Problem description:
All records below are to be duplicated exactly, with every picture excluded.

________________________________________

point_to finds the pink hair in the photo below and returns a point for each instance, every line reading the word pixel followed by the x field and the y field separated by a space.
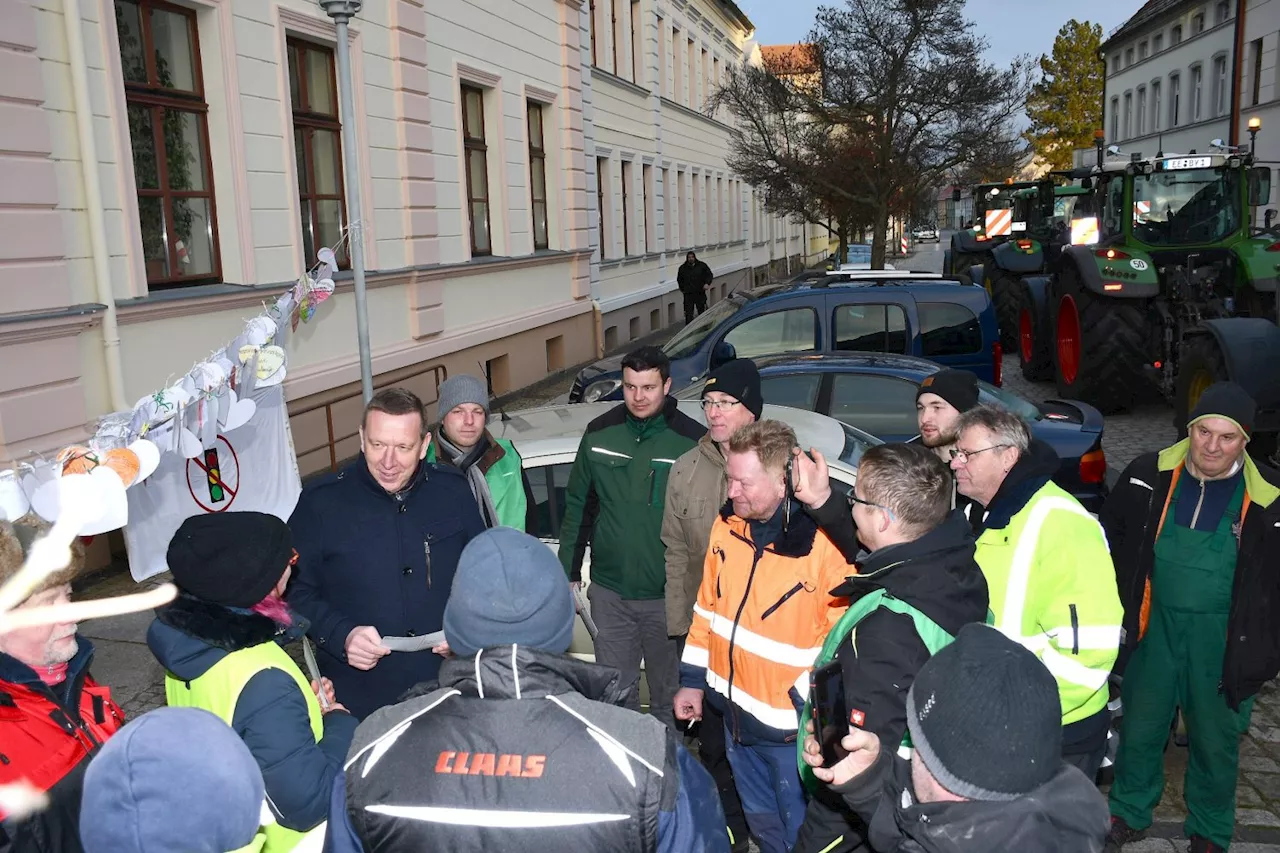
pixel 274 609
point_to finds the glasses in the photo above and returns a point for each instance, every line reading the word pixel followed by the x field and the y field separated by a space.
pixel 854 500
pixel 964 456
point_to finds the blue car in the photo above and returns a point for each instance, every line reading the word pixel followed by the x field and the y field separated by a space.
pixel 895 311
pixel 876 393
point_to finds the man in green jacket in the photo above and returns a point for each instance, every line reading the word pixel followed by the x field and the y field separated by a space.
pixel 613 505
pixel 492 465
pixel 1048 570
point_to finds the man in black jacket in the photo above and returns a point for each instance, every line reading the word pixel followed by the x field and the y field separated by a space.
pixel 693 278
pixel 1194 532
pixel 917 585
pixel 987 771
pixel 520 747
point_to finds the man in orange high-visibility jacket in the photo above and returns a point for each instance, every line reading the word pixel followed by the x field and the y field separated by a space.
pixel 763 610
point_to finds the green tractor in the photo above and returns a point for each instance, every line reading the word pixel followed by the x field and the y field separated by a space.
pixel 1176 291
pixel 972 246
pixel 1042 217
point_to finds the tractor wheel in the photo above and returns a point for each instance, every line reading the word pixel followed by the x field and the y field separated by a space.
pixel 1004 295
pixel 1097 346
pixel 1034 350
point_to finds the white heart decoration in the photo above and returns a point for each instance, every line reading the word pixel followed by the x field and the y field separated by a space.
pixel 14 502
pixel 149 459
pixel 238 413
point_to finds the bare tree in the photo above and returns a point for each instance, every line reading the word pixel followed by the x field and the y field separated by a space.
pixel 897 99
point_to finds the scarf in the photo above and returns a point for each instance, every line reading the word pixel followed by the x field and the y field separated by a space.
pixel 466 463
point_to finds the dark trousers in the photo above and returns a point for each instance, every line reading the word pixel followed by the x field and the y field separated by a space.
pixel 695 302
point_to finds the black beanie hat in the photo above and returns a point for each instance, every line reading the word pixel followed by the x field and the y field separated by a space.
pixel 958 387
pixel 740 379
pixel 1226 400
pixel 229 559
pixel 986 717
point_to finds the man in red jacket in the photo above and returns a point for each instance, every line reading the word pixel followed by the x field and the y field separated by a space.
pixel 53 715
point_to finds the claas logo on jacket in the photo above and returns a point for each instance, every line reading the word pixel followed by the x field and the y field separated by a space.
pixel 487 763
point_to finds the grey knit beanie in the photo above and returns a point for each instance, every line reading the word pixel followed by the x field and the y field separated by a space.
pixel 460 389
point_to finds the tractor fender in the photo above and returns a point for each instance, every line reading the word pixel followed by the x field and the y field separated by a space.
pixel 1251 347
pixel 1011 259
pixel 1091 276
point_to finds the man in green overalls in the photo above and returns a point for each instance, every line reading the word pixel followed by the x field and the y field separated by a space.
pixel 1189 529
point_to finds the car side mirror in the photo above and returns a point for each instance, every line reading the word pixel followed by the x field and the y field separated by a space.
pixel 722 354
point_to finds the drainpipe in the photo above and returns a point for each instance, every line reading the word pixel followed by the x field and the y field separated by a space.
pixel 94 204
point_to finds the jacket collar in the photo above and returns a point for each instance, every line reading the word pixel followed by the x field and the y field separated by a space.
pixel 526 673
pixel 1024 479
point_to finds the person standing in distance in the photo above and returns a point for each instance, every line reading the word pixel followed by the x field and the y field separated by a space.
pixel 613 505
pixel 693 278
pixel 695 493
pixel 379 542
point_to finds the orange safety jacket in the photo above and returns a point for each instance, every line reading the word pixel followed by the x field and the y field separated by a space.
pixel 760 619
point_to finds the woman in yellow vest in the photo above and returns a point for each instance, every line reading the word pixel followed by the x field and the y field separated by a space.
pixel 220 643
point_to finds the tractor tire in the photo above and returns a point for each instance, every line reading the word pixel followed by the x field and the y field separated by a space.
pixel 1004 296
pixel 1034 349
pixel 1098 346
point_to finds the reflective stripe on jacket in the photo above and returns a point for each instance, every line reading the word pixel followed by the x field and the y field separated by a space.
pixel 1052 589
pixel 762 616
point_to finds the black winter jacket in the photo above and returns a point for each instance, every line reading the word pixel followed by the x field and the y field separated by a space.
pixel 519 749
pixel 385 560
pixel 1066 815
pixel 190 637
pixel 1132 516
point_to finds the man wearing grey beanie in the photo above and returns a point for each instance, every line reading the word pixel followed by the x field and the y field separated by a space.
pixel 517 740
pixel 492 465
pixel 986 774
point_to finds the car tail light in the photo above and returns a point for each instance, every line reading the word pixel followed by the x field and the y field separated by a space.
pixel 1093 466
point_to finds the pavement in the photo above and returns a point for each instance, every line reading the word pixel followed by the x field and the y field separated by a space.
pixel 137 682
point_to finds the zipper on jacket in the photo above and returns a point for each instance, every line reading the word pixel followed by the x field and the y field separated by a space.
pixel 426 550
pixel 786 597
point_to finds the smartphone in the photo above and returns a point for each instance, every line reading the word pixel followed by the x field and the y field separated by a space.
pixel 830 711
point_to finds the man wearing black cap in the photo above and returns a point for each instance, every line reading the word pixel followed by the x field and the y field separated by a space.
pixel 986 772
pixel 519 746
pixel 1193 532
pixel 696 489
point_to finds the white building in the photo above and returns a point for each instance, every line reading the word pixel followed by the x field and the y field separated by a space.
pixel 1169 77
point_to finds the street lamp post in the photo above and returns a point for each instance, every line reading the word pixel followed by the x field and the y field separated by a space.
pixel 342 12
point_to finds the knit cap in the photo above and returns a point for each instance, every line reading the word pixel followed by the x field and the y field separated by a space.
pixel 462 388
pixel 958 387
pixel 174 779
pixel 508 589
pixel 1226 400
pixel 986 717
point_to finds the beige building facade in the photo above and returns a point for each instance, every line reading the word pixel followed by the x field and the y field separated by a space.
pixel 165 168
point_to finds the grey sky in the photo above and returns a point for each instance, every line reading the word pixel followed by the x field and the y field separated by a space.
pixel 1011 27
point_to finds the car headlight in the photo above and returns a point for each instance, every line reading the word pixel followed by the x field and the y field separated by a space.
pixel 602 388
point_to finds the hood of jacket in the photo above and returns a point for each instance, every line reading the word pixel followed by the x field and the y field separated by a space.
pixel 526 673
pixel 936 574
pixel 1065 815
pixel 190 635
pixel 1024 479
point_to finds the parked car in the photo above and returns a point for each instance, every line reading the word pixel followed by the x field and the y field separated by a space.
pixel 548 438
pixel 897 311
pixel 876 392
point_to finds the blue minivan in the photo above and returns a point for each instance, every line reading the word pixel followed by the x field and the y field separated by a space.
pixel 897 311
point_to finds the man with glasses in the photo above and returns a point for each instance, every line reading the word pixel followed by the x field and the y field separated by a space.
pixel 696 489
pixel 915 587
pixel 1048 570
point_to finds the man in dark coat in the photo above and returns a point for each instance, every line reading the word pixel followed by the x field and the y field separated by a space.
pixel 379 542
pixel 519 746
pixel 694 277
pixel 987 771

________________________________________

Exercise solution:
point_to finds the pink hair in the photo below and returns a point for each instance, every line reading the word pixel followed by the x field and the y field separated by a space.
pixel 274 609
point_to finds the glasses in the photo above and returns a point for each instance, every line reading the word pixel followed by the x field and the y field separated by a space.
pixel 854 500
pixel 964 456
point_to finds the blue car in the photo above and returns a point for each instance, every line reading the word pixel followed by the x field and the y field separated by a space.
pixel 895 311
pixel 876 393
point_to finds the man in green jacket in the photo above and returns a point for each instance, every line reading the word pixel followed by the x field and the y field separated by a space.
pixel 613 505
pixel 492 465
pixel 1048 570
point_to finds the man in black jacket in the photo above and returns a point for each instance, every line reading the word pixel followed by the x field and the y field separated by a space.
pixel 693 278
pixel 1194 532
pixel 917 585
pixel 987 771
pixel 520 747
point_to finds the man in orange high-visibility jacket in the photo above and returns a point for each instance, every line reading the word pixel followed by the x field and the y field separated by a space.
pixel 763 610
point_to finds the green tractor in the photo above and returns a point for each instance, every line reading the word pixel followed by the x field and the y field separated by a space.
pixel 1176 291
pixel 972 246
pixel 1042 217
point_to finds the tractor wheel in the photo above and returns a point for each instance, every line reading the word pixel followed by the x field and the y field separated by a space.
pixel 1004 295
pixel 1097 346
pixel 1034 350
point_to finds the white heart decoration in the photo above and returns a point for each instance, every line reading the word pixel followed by the x field and the y field separated by a space.
pixel 14 502
pixel 149 459
pixel 238 413
point_to finds the bare tree in the photo above and returns a point for each instance, every line reading the word pixel followed by the x field and the y field separated by a space.
pixel 897 99
point_to finds the scarf in the photo above and returns a point for each instance, every line reading the word pixel followed by the x field and the y field separated by a space.
pixel 466 463
point_to finds the dark trousers in the photo above and returns a point for each instance, every line reading the word pixel followed by the x field and the y field separated by a space.
pixel 695 302
point_to finds the black beanie hat in the photo above and returns a point for each instance, every line reading the word pixel followed by the x field and the y field separated by a space.
pixel 958 387
pixel 740 379
pixel 1226 400
pixel 229 559
pixel 986 717
point_to finds the man in red jacket in the photo above and returns a point for each instance, every line reading the word pixel followed by the x field and the y field separated by a space.
pixel 53 715
point_to finds the claas logo on jacket in the photo above and returns a point for each instance, every line reading the word pixel followed by the x field and the y field separated by a space.
pixel 487 763
point_to finds the grey knit beanie in the photo above and returns a point for each instance, every line reading the word pixel followed by the x field and the y field separated by a space.
pixel 460 389
point_to finds the tractor fender in the photo above and returns a point for each instance, every line reading the word pixel followed by the x field and the y field separated by a space.
pixel 1251 347
pixel 1011 259
pixel 1091 276
point_to finds the man in green overalls in the photo above and returns a point for each instance, every line reading the word pixel followed by the x field and the y field separated by a space.
pixel 1189 529
point_to finds the car side mirror in the photo above and returns a point for each instance, every line reading the word pixel followed by the x field and the y field separated by a space.
pixel 722 354
point_to finds the drainpipe in the photo above and returns a point for each instance, every line reading the word pixel followed by the x field and the y field separated by a space.
pixel 94 204
point_to finds the jacket collar in the photo above and returns a point for each instance, every line reading the word pixel followed by the x field and the y field separated by a space.
pixel 526 673
pixel 1024 479
point_to finds the person standing in distance in the photo above and returns a point for each instance, every line reading the word pixel followed by the x field and the y field separated by a space.
pixel 613 505
pixel 693 278
pixel 695 493
pixel 379 542
point_to finds the orange safety jacket in the photo above and returns a point for each instance, every line reading the word pixel followed by the x field and the y field separated by a space.
pixel 760 619
point_to finds the woman in yellow vest in the photo above and returns a point for each instance, every line reading the word pixel followed by the x field and the y field separated by a space.
pixel 220 643
point_to finds the tractor tire in the photo above and returns a point for each instance, every line reading the word pixel followed by the x field and the y field separated by a space.
pixel 1004 296
pixel 1034 349
pixel 1098 346
point_to finds the reflective stripe on jacket in the photo above and returns a point for each instance, every line reading the word pixel followed by the x field and the y field separated by a space.
pixel 1052 589
pixel 762 616
point_to finds the black winter jacket in the photo above and returns a point for each instance, every line reading the word pixel followed by the x field and the y field separated by a space.
pixel 519 749
pixel 385 560
pixel 1066 815
pixel 190 637
pixel 1132 516
point_to finds the man wearing grey beanie in the photo above and returns a point for each instance, every line reading the word pixel followed by the x field and the y field separated by a space.
pixel 517 740
pixel 492 465
pixel 986 774
point_to finds the car tail light in the photo above and returns a point for each instance, every line reading the word pixel followed by the x field and the y field separated by a space.
pixel 1093 466
point_to finds the pavement in the photo above and returns a point for each instance, every line reading the word pixel followed by the x field and the y field separated by a space.
pixel 137 682
point_to finds the zipper on jacket in the photo above and returns a point for each instance, every line reading the word pixel followed by the x field and the y field separated by a space.
pixel 426 550
pixel 786 597
point_to finds the smartphone in the photo above and returns a point for each instance, every line reading the word pixel followed by the x field and the y field separated by a space.
pixel 830 711
point_to finds the man wearing black cap in the photo above and returns a point for each instance, every line reading the word pixel followed by the x field and the y field separated by a space.
pixel 986 772
pixel 519 746
pixel 1193 532
pixel 696 489
point_to finds the white building in the photo above and returns a point for each instance, every line reading the word pixel followed by the x field and the y field separated by a space.
pixel 1169 77
point_to finds the street lamp post in the photo above and returns a point for each instance, every line reading the word pixel followed by the x field and the y field separated by a space.
pixel 342 12
point_to finds the knit cap in the photo above and returns a point for each instance, every line reading the word pixel followed by the x field and the y field separated by a space.
pixel 462 388
pixel 958 387
pixel 174 779
pixel 508 589
pixel 1226 400
pixel 986 717
point_to finds the beige building facade in the photo above and returns a point for each instance, every line reading the word pixel followed by the x field and the y field separated by a space.
pixel 165 168
point_to finds the grey sky in the photo above and returns a point for each instance, every line reading the word pixel followed by the x field and the y field separated by a space.
pixel 1011 27
point_to finds the car headlight in the photo above and returns a point for each instance, every line reading the word pixel followed by the x field and the y field separated by a space.
pixel 602 388
point_to finds the hood of jacket in the photo above and returns a point for each instance, every line reading the word pixel followed by the x field and the y field separated by a space.
pixel 526 673
pixel 936 574
pixel 1065 815
pixel 190 635
pixel 1024 479
point_to finds the parked car in the photo above and returns a point for each instance, every line reading the word pixel followed by the x field and the y field separated by a space.
pixel 548 438
pixel 897 311
pixel 876 392
point_to finds the blue minivan in the photo above and returns a point for each instance, every line reading the word pixel followed by the x field and the y field separated by a space.
pixel 897 311
point_to finds the man with glasses in the photo above and returns a point for each instance, every line reading the word pixel followed by the x field and the y field separated by a space.
pixel 696 489
pixel 915 587
pixel 1048 570
point_to finds the man in dark coat in the photo above and returns a point for each instance, every line reading the word pixel followed by the x field and the y field separated by a space.
pixel 379 542
pixel 519 746
pixel 694 277
pixel 987 771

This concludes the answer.